- OBJECTIVE: What you return should match every record exactly, with the images removed.

- RECORDS SHOWN:

************

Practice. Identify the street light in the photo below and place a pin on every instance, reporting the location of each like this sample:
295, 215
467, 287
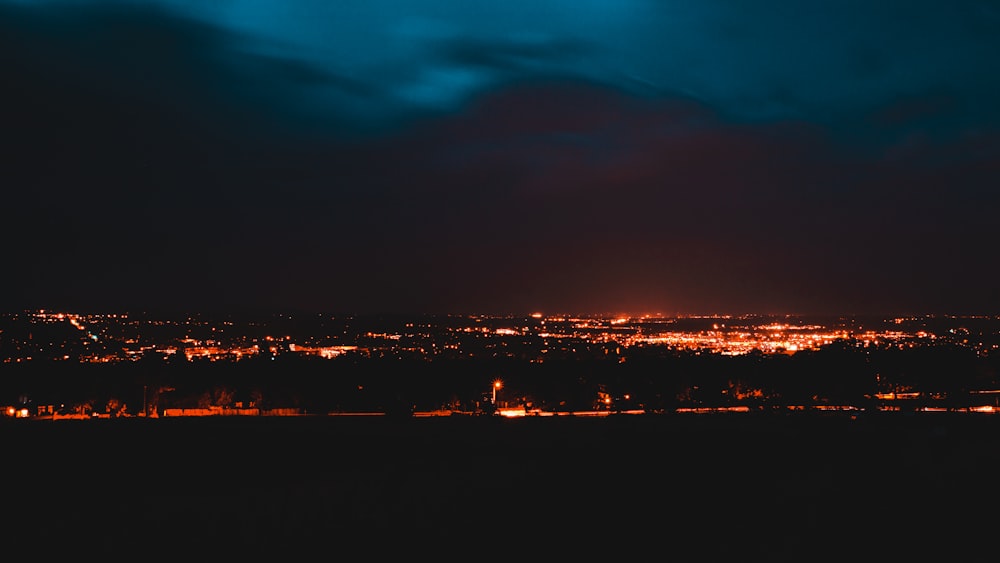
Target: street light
496, 385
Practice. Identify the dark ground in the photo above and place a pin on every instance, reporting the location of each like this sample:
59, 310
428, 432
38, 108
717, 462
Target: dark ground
664, 487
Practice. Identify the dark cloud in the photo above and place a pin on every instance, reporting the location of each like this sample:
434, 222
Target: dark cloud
678, 157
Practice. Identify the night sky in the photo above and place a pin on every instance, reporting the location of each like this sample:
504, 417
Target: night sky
473, 156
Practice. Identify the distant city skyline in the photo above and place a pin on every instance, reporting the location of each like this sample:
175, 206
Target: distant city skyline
428, 156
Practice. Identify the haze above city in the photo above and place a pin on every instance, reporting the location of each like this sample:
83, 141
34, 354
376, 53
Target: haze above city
425, 156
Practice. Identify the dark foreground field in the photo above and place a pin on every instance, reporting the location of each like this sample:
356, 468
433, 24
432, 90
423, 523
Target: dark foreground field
673, 488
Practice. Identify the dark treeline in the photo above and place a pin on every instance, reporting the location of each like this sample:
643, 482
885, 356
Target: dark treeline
648, 378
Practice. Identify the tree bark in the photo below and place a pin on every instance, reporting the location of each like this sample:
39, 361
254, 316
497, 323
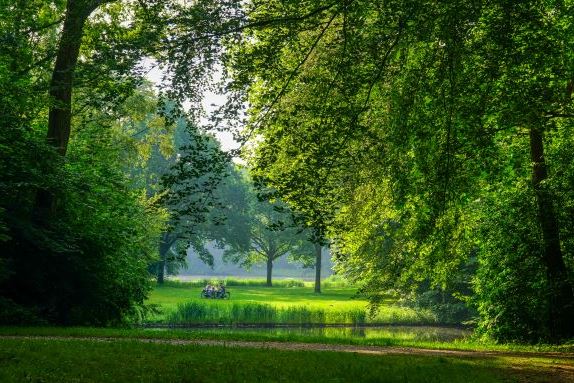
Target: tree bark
269, 271
164, 246
561, 299
61, 85
318, 249
60, 114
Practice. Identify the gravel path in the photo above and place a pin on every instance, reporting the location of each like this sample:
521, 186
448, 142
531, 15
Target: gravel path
557, 367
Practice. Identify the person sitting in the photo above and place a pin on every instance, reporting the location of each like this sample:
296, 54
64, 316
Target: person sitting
221, 291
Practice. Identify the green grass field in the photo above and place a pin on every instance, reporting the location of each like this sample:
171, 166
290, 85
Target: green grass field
69, 360
181, 303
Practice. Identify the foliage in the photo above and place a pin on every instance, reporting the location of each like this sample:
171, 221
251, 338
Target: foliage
125, 361
256, 230
409, 127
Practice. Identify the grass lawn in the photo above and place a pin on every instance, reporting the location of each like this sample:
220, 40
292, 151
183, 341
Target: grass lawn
49, 360
334, 305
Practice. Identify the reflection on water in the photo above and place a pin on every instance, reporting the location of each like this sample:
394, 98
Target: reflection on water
414, 333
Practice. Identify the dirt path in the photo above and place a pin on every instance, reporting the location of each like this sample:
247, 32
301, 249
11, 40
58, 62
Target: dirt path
528, 367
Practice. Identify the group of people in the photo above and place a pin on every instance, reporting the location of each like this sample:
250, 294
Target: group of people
211, 291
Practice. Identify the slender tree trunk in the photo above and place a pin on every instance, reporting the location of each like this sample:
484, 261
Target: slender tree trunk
561, 300
318, 249
269, 271
164, 246
161, 272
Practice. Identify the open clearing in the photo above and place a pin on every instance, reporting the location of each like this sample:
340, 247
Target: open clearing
277, 305
67, 359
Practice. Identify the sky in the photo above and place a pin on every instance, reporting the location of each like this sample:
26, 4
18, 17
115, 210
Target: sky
155, 75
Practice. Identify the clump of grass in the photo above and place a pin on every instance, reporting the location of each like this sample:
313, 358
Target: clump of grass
234, 282
335, 281
192, 313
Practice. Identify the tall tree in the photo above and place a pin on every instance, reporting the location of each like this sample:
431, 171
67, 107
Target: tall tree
402, 110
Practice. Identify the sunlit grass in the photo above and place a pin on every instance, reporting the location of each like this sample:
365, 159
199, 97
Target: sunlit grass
69, 360
182, 304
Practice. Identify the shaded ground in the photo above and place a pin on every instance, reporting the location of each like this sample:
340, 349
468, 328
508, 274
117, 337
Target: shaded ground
517, 366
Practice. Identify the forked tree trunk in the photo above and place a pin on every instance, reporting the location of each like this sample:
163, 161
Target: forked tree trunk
269, 271
561, 315
61, 85
318, 268
60, 115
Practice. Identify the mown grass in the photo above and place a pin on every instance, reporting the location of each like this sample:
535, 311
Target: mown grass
50, 360
180, 303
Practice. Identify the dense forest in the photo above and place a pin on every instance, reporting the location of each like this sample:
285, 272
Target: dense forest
429, 144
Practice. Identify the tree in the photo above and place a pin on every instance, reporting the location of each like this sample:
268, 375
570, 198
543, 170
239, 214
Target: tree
189, 186
257, 231
406, 112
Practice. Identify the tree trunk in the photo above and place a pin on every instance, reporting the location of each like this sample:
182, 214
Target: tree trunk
61, 85
269, 271
561, 300
318, 268
164, 246
161, 272
60, 115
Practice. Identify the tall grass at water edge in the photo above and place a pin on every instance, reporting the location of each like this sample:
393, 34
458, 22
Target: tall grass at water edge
226, 313
333, 281
193, 313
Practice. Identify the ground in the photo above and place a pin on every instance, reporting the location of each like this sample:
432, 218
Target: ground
390, 354
69, 359
333, 301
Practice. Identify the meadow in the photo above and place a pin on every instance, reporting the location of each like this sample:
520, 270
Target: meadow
70, 360
289, 302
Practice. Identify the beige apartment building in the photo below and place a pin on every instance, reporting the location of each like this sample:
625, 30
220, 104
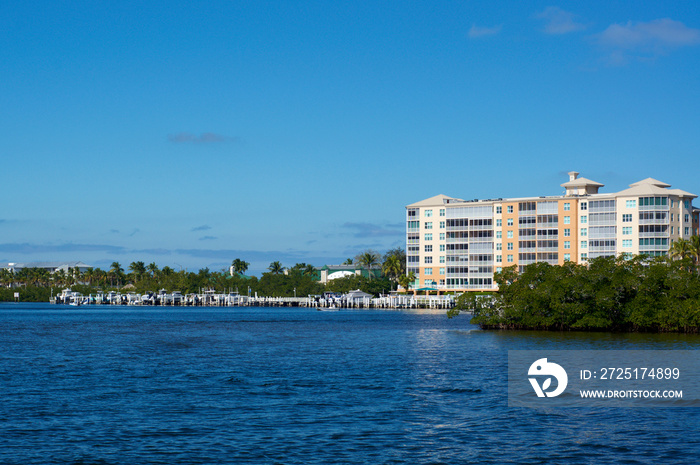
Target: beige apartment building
457, 245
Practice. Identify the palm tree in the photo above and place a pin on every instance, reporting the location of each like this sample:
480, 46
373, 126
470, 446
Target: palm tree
368, 259
310, 270
680, 249
406, 280
276, 268
240, 266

************

- WRITTEN RESPONSE:
Practice. Identify the street light in the photo below and place a pin on every instance, reporting the location of each like this sample:
295, 215
467, 287
Target: street light
496, 385
Practice. Identify the dark ground in the photo above and place a pin on every instance, reporting the location of each like this sample:
59, 310
428, 432
38, 108
717, 462
Target: dark ground
664, 487
Practice. Identify the dark cloud in the photo above and place a pin on every instance, reporting the location of each like this sample:
434, 222
Target: dark cloud
678, 157
Practice. Identify the night sky in the photo above and place a pin on every instance, reporting the location of each like this sample:
504, 417
Target: night sky
473, 156
Practice. Identify the distant city skyline in the photo above and place a pin on every instance, reporting the location of each like this sample:
175, 206
Target: distant city skyline
428, 156
Practice. Identify the haze above city in the photo above and place a pin on every instance, reporting the location of each like this sample:
83, 141
34, 354
376, 53
Target: haze above city
425, 156
Practice. Identify the dark foreground field in the photo above and place a pin on every instance, reporting the location of each like this sample:
356, 468
433, 24
432, 90
423, 523
Target: dark foreground field
673, 488
Practice. Identify the dark treeline in the photo above and place a pin on every instance, reporting the location of each like this sample:
643, 482
885, 356
Target: dark treeline
648, 378
Practice. Identify the tree bark in the photo below and place a pin on every instance, reporting the location of each like this sample:
39, 361
254, 316
497, 323
Target: tree bark
269, 271
164, 246
561, 299
61, 85
318, 249
60, 114
Practice. Identify the gravel path in the photo above and place a pin on every instance, reporting the location of each like this sample:
521, 186
448, 142
531, 15
Target: gravel path
557, 367
Practice. Identify the person sitting in the photo above and place a pin on every instance, reporting the location of each like this sample:
296, 54
64, 316
Target: person sitting
221, 291
Practice. Identify the green grass field in the photo above and place a pin on every instance, reporting the location of each like this sample:
171, 166
290, 85
Target: green grass field
69, 360
181, 303
Practice. Identify the foliage in the photo above and place a pin on every instance, reporting the location of each like this sample:
171, 221
251, 338
Target: foliage
125, 361
256, 230
409, 127
Practice. Identify the grass lawn in the photo above and place a pin on every instance, reporting the location of each like this sample:
220, 40
292, 151
183, 341
Target: grass lawn
49, 360
334, 305
Practice. Identify the reflection on water in the photo above and place a pin on every instance, reporting the location of each like this sample:
394, 98
Target: reflection on water
414, 333
Practice. Identify the dirt path in the photo above and place a pin on every instance, reporting the location of each like this sample:
247, 32
301, 249
11, 40
58, 62
Target: dirt path
528, 367
Practice. Identify the group of people in the photo above and place a pin on every instance, reporting the location of each like this sample:
250, 294
Target: group of people
211, 291
Practice. Identify the slender tree trunk in the photo above and place a pin on every instance, reporting the location of each like this sample:
484, 261
Target: slender tree trunk
561, 300
318, 249
269, 271
164, 246
161, 272
Practice. Identify the open clearing in the photo above and place a pin on every instance, reporting the location of each like this sample:
340, 247
Target: open clearing
277, 305
67, 359
Practice. Identify the sky in the photo above and place a pin on every instance, reporting the location of each like this sample:
26, 4
18, 17
115, 210
Target: sky
155, 75
Practice. Identify the clump of grass in the photo above and place a pin on every instance, reporting the location of each like this sample:
313, 358
Target: clump of grass
234, 282
335, 281
192, 313
Practice. Identify the tall tree in the photo above and place a pin on every instance, reporting the location of each like this sample:
431, 171
67, 107
Target: tall tree
402, 110
Practice. Identify the sunlit grass in the photo above and place a pin on every instance, reporting the location of each like this sample:
365, 159
199, 97
Target: sunlit grass
69, 360
182, 304
Practice. Identify the shaded ground in the photo above and place a pin on every instance, reporting the location of each like this sample:
340, 349
468, 328
508, 274
117, 337
Target: shaded ground
517, 366
Practice. Identify the forked tree trunk in the photo above and place a pin on every instance, reporting the location of each like this sample:
163, 161
Target: forked tree trunk
269, 271
561, 315
61, 85
318, 268
60, 115
Practice. Identify the mown grass in the photo above and place a pin on every instance, reporting the location of each like this sample:
535, 311
Target: mown grass
50, 360
180, 303
Practice. Identify the dense forest in the photo above and place a pin on every instance, reporting the location of each like this sample:
285, 272
Target: dense forest
429, 144
Practice. Identify the tree in the photo above and place a pin on every instance, reporting the location of each like this sample:
268, 375
570, 198
543, 170
239, 214
Target: tree
189, 186
257, 231
406, 112
Practice. Identify the tree trunk in the photo above and place a pin on every instance, reporting the location of each like this sample:
182, 214
Target: tree trunk
61, 85
269, 271
561, 300
318, 268
164, 246
161, 272
60, 115
Practice. Identify the tall grass at water edge in the photo above and place a pin on every instance, reporting the location of each like this sample:
393, 34
458, 22
Target: tall grass at water edge
226, 313
333, 281
193, 313
Practice. Identify the ground in the photo above and place a pin on every instance, reporting the location of each like this sample:
432, 218
Target: ground
390, 354
69, 359
333, 301
Practice. Identify the meadow in the photo above and place a pin on every instance, reporting the location of each like this sample:
520, 270
Target: meadow
70, 360
289, 302
Practice. Identify the beige apartment building in the photo below and place a pin on every instance, reporting the location of each like this sample:
625, 30
220, 104
Target: beige apartment building
457, 245
Practice. Identify the palm tree in the photo above and place a pin on every instance, reporting the location of each like this sample:
480, 46
373, 126
470, 446
Target: palm tree
368, 259
310, 270
680, 249
406, 280
276, 268
240, 266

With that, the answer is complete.